> **TAREFA BREVE 1**
Transcreva fielmente o trecho da palestra sobre agricultura urbana que começa nas palavras "A agricultura responsável" e termina em "a energia solar.".
> **TAREFA BREVE 2**
Com base na palestra sobre agricultura urbana, responda às seguintes perguntas:
(a) Que percentagem da população viverá nas cidades em 2050?
(b) Quantas pessoas subnutridas existem só na Europa?
(c) Quantos quilómetros percorre, em média, um alimento até chegar às nossas mesas?

> **EXCERTO CITADO**
:::::

Bom dia.
Eu chamo-me Pedro Medeiros
e sou um agricultor urbano.
Toda a gente, ao nascer,
deveria ter direito a dois litros de água
e a 1500 calorias
de comidas saudáveis, por dia.
Este é um direito que devia vir
em todas as certidões
de nascimento do ser humano.
A população humana está a crescer
rapidamente para os nove mil milhões.
Em 2050, 70% da população
vai viver nas cidades.
Iremos necessitar do dobro dos alimentos.
Portanto, faz todo o sentido
cultivar no local onde vivemos.
Apesar de as taxas de obesidade
serem enormes
nos países desenvolvidos,
há 900 milhões de pessoas com fome.
Só na Europa, há 30 milhões
de pessoas subnutridas.
Como agricultor,
tenho de fazer esta pergunta
aos meus colegas agricultores:
Quanto dinheiro é que estão
a ganhar com a agricultura?
É que estão a usar os fertilizantes
fósseis, feitos de petróleo
e toda a gente sabe o que vai
acontecer ao petróleo.
Usam também pesticidas,
herbicidas, fungicidas.
Gastam 70% da água do mundo.
Usam imensa energia para transportar
e para refrigerar os alimentos.
Sabiam que um alimento
viaja, em média, 2000 km
até chegar às nossas mesas?
Como é que isto pode ser eficiente?
E eficiente para quem?
Só se for para as empresas de transportes,
porque não é eficiente para o agricultor,
não é eficiente para o consumidor
e, muito menos, para o ambiente.
A comida que chega a nós
viaja de muito longe
e a comida a viajar é como
uma criança de dois anos.
fica logo enjoada.
A comida é colhida, é refrigerada,
é embalada, é vendida,
é revendida muitas vezes,
e, quando chega às nossas mesas,
já perdeu a maioria dos nutrientes,
da textura e dos cheiros.
A agricultura responsável
deveria seguir quatro passos,
ou quatro princípios essenciais.
Não usar terras novas para cultivar.
Aproveitar os terraços,
os pátios das cidades,
aproveitar o calor gerado
pelos próprios edifícios
aproveitar a energia solar.
É nas cidades onde existe
maior dióxido de carbono,
exatamente o que as plantas necessitam.

:::::

> **DADOS FORNECIDOS**

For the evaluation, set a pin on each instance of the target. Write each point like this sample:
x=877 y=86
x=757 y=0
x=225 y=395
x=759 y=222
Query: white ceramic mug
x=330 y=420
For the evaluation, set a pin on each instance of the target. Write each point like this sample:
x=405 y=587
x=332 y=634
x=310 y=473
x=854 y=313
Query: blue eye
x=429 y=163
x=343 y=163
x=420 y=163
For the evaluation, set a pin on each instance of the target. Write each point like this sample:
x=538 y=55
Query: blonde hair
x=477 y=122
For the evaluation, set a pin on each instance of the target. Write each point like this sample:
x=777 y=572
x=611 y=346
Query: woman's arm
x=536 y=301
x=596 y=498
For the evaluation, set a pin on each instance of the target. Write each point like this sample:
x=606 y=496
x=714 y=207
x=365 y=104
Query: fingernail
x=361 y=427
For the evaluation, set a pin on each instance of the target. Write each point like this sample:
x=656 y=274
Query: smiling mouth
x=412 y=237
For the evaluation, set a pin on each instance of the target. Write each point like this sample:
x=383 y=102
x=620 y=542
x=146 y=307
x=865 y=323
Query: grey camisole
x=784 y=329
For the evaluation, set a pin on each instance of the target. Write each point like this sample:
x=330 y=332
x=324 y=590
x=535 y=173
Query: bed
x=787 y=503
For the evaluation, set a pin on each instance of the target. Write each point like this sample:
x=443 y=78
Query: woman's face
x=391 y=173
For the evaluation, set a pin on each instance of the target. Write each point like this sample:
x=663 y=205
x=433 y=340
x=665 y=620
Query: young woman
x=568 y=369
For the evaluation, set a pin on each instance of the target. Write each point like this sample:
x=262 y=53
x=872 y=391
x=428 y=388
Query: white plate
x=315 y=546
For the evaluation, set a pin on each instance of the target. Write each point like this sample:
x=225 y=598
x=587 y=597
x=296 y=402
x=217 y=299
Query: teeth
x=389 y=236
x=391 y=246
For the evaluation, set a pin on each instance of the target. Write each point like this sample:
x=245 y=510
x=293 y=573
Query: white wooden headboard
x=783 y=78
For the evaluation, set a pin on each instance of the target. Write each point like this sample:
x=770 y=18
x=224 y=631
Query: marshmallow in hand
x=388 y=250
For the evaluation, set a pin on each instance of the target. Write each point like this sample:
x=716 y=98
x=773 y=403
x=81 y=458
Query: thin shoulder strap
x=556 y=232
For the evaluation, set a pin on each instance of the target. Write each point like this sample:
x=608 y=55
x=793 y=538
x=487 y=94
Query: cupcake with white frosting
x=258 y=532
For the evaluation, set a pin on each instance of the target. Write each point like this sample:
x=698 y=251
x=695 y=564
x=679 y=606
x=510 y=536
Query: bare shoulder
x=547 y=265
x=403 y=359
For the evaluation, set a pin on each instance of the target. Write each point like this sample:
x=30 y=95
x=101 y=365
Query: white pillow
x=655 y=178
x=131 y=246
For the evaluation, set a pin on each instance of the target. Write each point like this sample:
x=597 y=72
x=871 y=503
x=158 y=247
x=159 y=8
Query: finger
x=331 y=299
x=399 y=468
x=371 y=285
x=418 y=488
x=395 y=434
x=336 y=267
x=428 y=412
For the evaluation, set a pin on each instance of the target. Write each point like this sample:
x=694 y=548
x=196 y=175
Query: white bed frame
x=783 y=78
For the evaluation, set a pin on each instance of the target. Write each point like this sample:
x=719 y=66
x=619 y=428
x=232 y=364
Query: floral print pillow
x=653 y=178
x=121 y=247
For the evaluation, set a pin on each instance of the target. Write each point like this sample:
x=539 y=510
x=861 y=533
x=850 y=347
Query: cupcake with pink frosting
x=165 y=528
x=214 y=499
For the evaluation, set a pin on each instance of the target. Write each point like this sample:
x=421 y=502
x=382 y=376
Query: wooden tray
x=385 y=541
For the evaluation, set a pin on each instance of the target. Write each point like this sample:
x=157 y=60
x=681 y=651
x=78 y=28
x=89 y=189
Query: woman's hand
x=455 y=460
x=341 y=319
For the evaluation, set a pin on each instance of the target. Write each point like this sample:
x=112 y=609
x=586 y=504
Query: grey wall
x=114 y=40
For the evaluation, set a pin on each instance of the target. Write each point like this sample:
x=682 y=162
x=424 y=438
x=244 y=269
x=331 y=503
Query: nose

:::::

> **RESOLUÇÃO PROPOSTA 1**
A agricultura responsável
deveria seguir quatro passos,
ou quatro princípios essenciais.
Não usar terras novas para cultivar.
Aproveitar os terraços,
os pátios das cidades,
aproveitar o calor gerado
pelos próprios edifícios
aproveitar a energia solar.

> **RESOLUÇÃO PROPOSTA 2**
(a) 70%.
(b) 30 milhões.
(c) 2000 km.